WRITTEN REQUEST:
Pick up the United States' argument for dismissing the Barrett claim below and continue it after its last sentence.

TEXT SEGMENT:
-----
The questions involved seem to pertain more directly to the diplomatic relations of the two countries than to any mere question of legal practice or construction.

Very respectfully, your obedient servant,

ROB: S. HALE,
Agent and Counsel of the United States.

Hon. Hamilton Fish,
Secretary of State.

I am advised that the Government of the United States thereupon immediately, through Mr. Schenck, the minister of the United States at the court of St. James, protested against the presentation of such a claim as not within the terms of submission by the treaty, and requested of the British government that the claim be withdrawn. This request not having been complied with, the agent of the United States, under specific instructions from the Secretary of State on the 9th December, 1871, filed with the commission a motion to dismiss the memorial for want of jurisdiction, as stating no case for a claim against the United States within the intent of the treaty. On this motion the agent of the United States, on the 13th December, 1871, submitted a printed argument, as follows:

before the mixed commission on american and british claims.

Edward Alfred Barrett } No. 18.
vs.
The United States.

Argument for the United States on motion to dismiss.

By the twelfth article of the treaty the claims against the United States submitted to the adjudication of the commission are those of subjects of Her Britannic Majesty, “arising out of acts committed against the persons or property of subjects of Her Britannic Majesty “during the time limited by that article.

This language is plain and unambiguous. It limits the claims to those technically known as “torts,” and those “torts” committed against the “persons or property-” of the claimants.

It could not be contended that the claims so submitted would include a claim on contract against the United States, though founded directly on a contract duly executed by an authorized officer of that Government, and plainly violated by that Government.

Much less can it be held to include a contract executed by and in the name of an [Page 156] insurrectionary organization, in violation of the Constitution and laws of the United States, seeking the subversion of that Government, levying war upon it, and finally suppressed by its power.

Notwithstanding the specious attempt to disguise the true nature of this claim under an allegation of the destruction by the United States, in war, of property “hypothecated” by the so-called Confederate States for the security of their debts, it is really neither more nor less than a claim to hold the United States liable for the debts of those lately in rebellion against them, contracted in the very course of such rebellion, in aid of it, and from which it drew its chief support.

To believe for a moment that the United States ever intended to submit such a question to arbitration would be, at the same time, to do violence to the language of the treaty, and to falsify the history of that Government by imputing to it a pusillanimity wholly unwarranted by anything in its past career or present condition. It would be to believe that the United States have deliberately signified their willingness, at the award of this commission, to pay debts contracted by their defeated enemies, for the sole purpose of the dismemberment of their Government and the destruction of their liberties; debts held in the deepest abhorrence by the unanimous sentiment of their loyal people, and debts, the assumption or payment of which, in any form, by the United States, or anyone of their constituent States, has been prohibited by solemn constitutional enactment, by that fundamental law to which all treaties, as well as all statutes; are subject.

When the Government and people of the United States shall acknowledge that in their recent successful struggle with rebellion they were wholly in the wrong, and the rebels wholly in the right; when they shall determine to compensate the rebels themselves for their losses in person and property by the war, to pension their widows and orphans, and to repudiate the debt of the Federal Government contracted for the suppression of the rebellion; then, and not till then, will they consider the question of paying the mercenary foreign subscribers to the rebel loans, more criminal in their eyes, or at least sharing more of their abhorrence, than any other participants in the gigantic crime.
-----
RECORDS SHOWN:
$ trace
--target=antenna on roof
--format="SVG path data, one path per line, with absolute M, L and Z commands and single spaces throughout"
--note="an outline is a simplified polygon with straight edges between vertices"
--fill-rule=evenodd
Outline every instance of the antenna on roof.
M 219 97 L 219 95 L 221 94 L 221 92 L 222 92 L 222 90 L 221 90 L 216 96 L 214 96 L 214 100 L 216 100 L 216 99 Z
-----
WRITTEN ANSWER:
The language of the treaty itself is believed to be abundantly specific in excluding claims of the character of that in question. If any ambiguity could be found in that language, it would be fully removed by reference to the protocols of conference of the Joint High Commissioners, and to facts of universal cognizance in connection with them.

By the 36th protocol, under the head of “Articles XII to XVII,” it appears that the American commissioners, when invited by their British colleagues to include within the terms of the treaty another class of claims by Her Majesty’s subjects against the United States, declined so to do, saying, “That, in their view, the subject was not embraced in the scope of the correspondence between Sir Edward Thornton and Mr. Fish under either of the letters of the former; and that they did not feel justified in entering upon the consideration of any class of claims not contemplated at the time of the creation of the present commission,” &c.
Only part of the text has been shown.